[Region pointing data]
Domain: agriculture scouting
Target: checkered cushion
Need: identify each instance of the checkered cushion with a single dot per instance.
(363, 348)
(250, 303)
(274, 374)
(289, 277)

**EXERCISE AIM**
Set all the data down again, exactly as it reads above.

**RESULT OF THIS TASK**
Domain: agriculture scouting
Target: checkered cushion
Need: identify each instance of the checkered cushion with a single dot per instance.
(363, 348)
(250, 303)
(274, 374)
(289, 277)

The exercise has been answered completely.